START GIVEN INFORMATION

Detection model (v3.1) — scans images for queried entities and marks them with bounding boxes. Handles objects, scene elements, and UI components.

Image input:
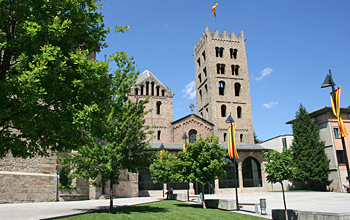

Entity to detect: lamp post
[182,132,189,201]
[321,70,350,187]
[226,113,239,211]
[160,143,165,198]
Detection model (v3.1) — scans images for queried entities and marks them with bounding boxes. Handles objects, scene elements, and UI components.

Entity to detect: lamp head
[182,132,188,140]
[226,113,235,124]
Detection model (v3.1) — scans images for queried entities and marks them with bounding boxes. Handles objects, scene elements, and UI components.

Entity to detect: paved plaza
[0,192,349,219]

END GIVEN INFORMATION

## INSTRUCTIONS FOR THE TASK
Print every line of the material above exactly as it reads, skipping the pictures.

## RESULT OF THIS EXERCISE
Detection model (v3.1) — scans images for queried entities and marks them with bounding boxes. Handles objects, scene elements, and UI components.

Image input:

Entity to detect: lamp post
[182,132,189,201]
[321,70,350,187]
[226,113,239,211]
[160,143,165,198]
Detection model (v3.1) — scans images for queried entities and marks them with bounding boxes. Handles objects, scene elements, and UI components.

Entity to detect: lamp head
[182,132,188,140]
[226,113,235,124]
Detection model (v3.1) — scans images for queried entities and marks them with bounding boxes. Handles objects, scene elements, and UI components.

Entity to detect: paved plaza
[0,192,349,219]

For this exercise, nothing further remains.